### Your goal
Below are some records. Output the lines from the first one through the line that holds "Target: cloudy sky", exactly as written, with no pictures.

-- Task data follows --

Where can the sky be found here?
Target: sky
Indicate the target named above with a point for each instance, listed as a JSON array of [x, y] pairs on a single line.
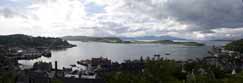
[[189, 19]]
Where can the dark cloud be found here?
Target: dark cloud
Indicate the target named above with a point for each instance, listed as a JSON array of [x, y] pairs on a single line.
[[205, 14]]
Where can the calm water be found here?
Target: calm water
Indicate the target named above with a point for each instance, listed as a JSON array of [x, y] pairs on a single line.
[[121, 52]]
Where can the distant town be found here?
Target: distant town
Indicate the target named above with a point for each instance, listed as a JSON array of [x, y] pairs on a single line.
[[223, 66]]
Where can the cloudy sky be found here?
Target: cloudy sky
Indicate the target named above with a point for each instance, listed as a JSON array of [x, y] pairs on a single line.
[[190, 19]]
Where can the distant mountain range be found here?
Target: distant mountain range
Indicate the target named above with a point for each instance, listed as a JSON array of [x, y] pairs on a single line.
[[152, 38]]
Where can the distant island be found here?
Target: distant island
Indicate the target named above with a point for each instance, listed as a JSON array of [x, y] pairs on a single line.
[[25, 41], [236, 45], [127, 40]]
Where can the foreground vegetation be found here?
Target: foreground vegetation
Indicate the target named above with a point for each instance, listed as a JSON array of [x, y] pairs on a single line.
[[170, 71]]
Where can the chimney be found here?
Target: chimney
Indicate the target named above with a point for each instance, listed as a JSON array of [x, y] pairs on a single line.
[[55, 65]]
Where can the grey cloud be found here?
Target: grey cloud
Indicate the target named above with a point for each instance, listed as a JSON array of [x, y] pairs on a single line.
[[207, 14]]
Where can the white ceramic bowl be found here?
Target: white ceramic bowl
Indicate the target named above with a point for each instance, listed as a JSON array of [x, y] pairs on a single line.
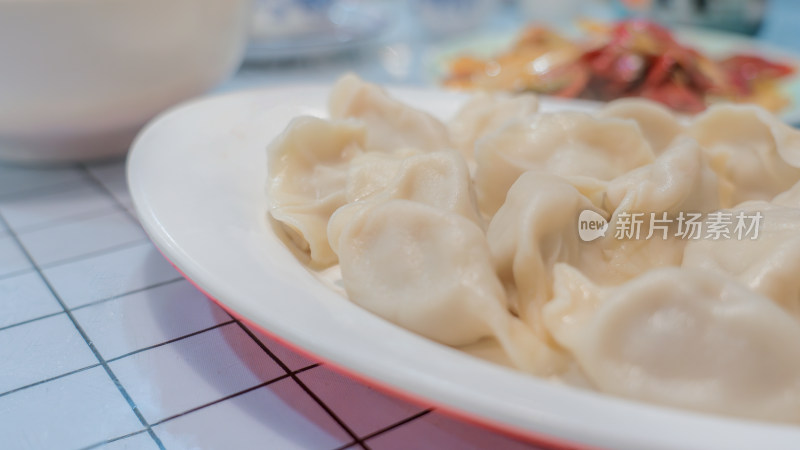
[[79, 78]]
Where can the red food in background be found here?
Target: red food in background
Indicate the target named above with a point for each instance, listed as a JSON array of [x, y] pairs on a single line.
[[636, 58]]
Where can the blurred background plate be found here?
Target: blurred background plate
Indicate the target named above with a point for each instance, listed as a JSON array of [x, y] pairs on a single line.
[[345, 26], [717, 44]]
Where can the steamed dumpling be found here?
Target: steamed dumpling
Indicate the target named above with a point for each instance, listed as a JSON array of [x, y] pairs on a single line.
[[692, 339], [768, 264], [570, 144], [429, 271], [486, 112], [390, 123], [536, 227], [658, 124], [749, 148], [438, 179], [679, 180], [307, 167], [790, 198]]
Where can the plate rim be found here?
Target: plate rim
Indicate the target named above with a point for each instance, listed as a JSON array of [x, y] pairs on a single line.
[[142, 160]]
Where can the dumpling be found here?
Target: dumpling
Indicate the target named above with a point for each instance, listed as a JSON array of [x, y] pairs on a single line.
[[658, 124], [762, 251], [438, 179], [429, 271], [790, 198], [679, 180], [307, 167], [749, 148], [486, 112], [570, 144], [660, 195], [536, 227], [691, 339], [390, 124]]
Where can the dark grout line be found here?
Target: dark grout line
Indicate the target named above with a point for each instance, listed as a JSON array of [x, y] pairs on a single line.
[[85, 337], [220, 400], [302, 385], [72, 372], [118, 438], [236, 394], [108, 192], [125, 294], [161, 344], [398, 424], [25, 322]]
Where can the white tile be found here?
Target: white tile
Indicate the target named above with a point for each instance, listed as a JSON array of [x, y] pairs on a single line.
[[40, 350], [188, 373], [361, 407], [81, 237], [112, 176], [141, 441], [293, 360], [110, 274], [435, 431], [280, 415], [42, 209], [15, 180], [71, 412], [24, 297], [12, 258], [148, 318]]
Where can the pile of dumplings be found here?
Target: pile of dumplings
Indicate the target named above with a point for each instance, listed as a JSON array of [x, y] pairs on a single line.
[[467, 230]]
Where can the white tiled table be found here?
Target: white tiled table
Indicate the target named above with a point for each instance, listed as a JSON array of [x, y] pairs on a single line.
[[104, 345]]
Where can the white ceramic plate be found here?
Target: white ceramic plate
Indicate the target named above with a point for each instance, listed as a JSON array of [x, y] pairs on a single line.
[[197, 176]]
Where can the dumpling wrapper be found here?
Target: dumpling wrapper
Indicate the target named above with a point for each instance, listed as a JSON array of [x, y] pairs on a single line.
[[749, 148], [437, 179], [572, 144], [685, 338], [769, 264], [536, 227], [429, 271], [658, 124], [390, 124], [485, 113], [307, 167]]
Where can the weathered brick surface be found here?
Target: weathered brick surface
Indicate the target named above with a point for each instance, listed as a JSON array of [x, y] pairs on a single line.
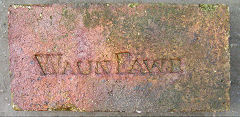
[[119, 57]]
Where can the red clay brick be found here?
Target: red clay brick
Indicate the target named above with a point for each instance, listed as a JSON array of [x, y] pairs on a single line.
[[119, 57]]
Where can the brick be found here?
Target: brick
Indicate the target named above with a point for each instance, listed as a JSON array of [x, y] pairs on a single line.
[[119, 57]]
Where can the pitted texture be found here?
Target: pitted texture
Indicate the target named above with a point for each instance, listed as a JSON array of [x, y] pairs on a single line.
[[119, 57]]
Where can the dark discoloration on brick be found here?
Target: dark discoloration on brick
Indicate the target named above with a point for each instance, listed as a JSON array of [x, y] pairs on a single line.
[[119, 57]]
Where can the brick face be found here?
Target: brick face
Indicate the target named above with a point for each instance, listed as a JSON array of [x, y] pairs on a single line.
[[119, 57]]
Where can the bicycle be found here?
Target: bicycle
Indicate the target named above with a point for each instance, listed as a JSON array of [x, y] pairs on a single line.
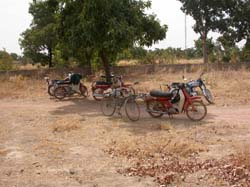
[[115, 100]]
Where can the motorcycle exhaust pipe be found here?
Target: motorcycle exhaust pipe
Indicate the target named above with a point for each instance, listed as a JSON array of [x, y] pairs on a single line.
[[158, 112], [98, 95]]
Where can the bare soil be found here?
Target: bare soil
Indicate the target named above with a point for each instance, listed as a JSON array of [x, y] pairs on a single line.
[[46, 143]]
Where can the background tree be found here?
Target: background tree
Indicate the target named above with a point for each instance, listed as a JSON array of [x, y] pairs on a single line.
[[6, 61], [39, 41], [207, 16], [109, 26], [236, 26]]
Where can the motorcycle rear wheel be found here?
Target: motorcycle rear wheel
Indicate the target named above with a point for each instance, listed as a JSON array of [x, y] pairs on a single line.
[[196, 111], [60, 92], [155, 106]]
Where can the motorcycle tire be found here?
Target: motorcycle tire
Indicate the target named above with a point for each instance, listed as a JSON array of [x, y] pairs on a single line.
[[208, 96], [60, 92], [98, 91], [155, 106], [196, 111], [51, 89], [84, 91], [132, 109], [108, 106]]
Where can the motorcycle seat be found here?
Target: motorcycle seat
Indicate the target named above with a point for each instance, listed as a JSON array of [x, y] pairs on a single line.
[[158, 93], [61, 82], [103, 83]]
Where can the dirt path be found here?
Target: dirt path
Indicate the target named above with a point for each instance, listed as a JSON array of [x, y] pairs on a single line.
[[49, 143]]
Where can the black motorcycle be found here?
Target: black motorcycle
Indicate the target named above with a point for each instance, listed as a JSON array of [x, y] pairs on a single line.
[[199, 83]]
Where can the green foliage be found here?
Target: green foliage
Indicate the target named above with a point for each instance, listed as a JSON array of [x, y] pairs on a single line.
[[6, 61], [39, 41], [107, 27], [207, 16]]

-- Task data concluded --

### Written reply
Where can the sky be found here?
Target: sky
Indicate the target named above with a point for each instance, listed as a JSON array of [x, y] pairs on a single line.
[[189, 19]]
Where can the dark cloud be found here?
Target: dark cloud
Indicate the target named above with a point for each instance, listed as a JSON array of [x, y] pairs on a single line.
[[205, 14]]
Where can the calm water be found here?
Target: calm water
Indicate the target named above with a point for each instance, listed as a JSON array of [x, y] pairs on a single line.
[[121, 52]]
Where can the distant town be found here?
Target: distant town
Indicate the target named above with a point for each instance, listed as a JSON array of [x, y] pairs on a single line.
[[223, 66]]
Where can the cloudy sky be found here?
Target: cloudy sky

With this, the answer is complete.